Study text:
=== Section Start ===

Ubuntu 16.(04|10) - Not supported by sh6

Wednesday, 2017/01/18, 18:00 UTC By V6Shell (Jeff)

Ubuntu 16.(04|10) - Not supported by sh6

Or in other words, Ubuntu 16.(04|10) doesn’t support sh6 (and its external goto utility)…

It should but doesn’t; it seems to be an Ubuntu lseek(2) problem (see Description for more info). In any case, when building / compiling sh6 from osh-current on this particular system, you will get a cpp error referring you to this blog post (see this commit for more info). OK. So, now what?

In short, there are 2 options:

  1. Don’t use Ubuntu 16.xx .. Use OpenBSD instead;

  2. If you must use Ubuntu 16.xx but also want to run sh6 (and goto), simply run osh instead;

Number 1 - Pretty self explanatory. The last time I used Ubuntu for anything of consequence (except for debugging the problem described here on Ubuntu 16.10 - I don’t trust Ubuntu1, BTW), it was Ubuntu 10.04.[34] LTS. I do everything with OpenBSD these days; it’s where the Osh Project was born after all, and everything works perfectly here. But Ubuntu 16.xx? Forget it! Well, except osh works fine there.. So…

Number 2 - Simply build & install osh via the oshall & install-oshall targets, and then run it instead of sh6 and its external utilities. If you want to invoke it by typing sh6, just make sh6 a symbolic link to osh. Done. You should be ready to roll now.

=== Section End ===

Exercise requirements:
Resume the blog post about sh6 on Ubuntu 16.xx, picking up after its last sentence.

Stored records
=== Section Start ===

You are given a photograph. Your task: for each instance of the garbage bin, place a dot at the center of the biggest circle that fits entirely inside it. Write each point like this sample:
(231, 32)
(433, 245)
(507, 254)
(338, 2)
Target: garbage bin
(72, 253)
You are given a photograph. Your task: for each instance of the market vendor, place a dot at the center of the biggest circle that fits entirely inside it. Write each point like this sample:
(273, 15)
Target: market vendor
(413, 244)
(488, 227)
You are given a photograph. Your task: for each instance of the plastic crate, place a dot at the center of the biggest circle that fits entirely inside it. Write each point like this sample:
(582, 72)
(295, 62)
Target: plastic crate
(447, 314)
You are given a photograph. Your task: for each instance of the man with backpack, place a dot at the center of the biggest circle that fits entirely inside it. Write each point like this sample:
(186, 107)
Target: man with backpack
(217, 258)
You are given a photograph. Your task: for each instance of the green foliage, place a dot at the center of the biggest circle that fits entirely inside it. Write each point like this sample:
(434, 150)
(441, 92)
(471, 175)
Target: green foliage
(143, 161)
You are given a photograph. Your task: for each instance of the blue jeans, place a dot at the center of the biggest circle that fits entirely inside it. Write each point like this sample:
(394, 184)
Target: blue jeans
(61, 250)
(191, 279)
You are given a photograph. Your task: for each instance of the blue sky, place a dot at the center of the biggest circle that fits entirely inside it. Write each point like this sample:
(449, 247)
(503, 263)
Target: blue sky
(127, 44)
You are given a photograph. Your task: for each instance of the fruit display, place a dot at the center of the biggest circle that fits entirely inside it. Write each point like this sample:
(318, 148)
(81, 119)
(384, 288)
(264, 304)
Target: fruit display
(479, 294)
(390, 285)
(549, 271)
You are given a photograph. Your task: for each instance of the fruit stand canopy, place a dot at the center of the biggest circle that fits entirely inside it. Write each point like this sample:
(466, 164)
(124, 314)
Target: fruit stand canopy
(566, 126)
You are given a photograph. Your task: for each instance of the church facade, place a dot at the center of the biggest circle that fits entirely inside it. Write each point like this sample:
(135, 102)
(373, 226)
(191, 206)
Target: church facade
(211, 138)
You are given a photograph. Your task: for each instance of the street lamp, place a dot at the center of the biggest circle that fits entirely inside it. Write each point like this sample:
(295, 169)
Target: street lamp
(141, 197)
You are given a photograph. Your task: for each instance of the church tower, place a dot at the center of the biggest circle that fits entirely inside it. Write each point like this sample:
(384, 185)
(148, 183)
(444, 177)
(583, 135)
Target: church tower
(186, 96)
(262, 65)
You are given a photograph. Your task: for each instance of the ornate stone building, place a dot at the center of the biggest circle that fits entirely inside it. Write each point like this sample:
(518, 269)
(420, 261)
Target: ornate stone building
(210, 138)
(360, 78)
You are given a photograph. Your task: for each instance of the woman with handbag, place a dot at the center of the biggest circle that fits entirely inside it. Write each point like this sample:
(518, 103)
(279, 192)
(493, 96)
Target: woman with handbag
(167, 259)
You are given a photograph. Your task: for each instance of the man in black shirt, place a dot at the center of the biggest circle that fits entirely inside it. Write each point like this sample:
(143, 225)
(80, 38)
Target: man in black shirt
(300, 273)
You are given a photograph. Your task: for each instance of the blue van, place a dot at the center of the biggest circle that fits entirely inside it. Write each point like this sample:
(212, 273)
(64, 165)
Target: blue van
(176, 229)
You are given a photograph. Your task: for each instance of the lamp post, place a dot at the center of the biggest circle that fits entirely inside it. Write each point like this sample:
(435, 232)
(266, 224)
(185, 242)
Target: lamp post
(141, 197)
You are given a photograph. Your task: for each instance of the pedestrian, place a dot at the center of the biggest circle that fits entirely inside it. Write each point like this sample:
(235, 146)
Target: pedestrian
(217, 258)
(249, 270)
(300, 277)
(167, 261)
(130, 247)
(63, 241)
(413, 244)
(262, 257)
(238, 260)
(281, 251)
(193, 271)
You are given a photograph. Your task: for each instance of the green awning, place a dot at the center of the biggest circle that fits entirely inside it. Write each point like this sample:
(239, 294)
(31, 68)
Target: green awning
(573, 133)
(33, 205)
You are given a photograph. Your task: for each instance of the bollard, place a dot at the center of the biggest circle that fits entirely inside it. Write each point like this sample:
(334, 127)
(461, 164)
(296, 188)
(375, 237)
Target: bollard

=== Section End ===

Reply to the exercise:
Ubuntu 16.(04|10) Problems

Further details about why sh6 (and goto) no longer work on this Ubuntu release .. For the record, it has been reported that they work fine on 14.04 …


It’s not just an lseek(2) problem though. Specifically, it’s that Ubuntu 16.(04|10) is losing the correct offset set by goto on the standard input. The tests I did pointed to some sort of problem with fork(2)/lseek(2)/execve(2). <-

But let’s pin it down more precisely… Somewhere in the Ubuntu nightmare, it’s barfing up a lung in the following transition:

child process (goto) <-> execve(2) <-> parent process (sh6)

… See ... for details I collected while debugging this Ubuntu 16.(04|10) issue / problem .. But I really can’t afford the time to dig any further since Ubuntu isn’t a BSD operating system .

Thanks & Enjoy & Cheers ! =^)


  1. systemd is a disease ( the name even says so, haha! X^D System D == System Disease (^; ) in my eyes; it is the antithesis of everything that UNIX is supposed to be. As such, I cannot trust any so-called UNIX-like operating system using it. This includes Ubuntu, which I never really trusted in the first place.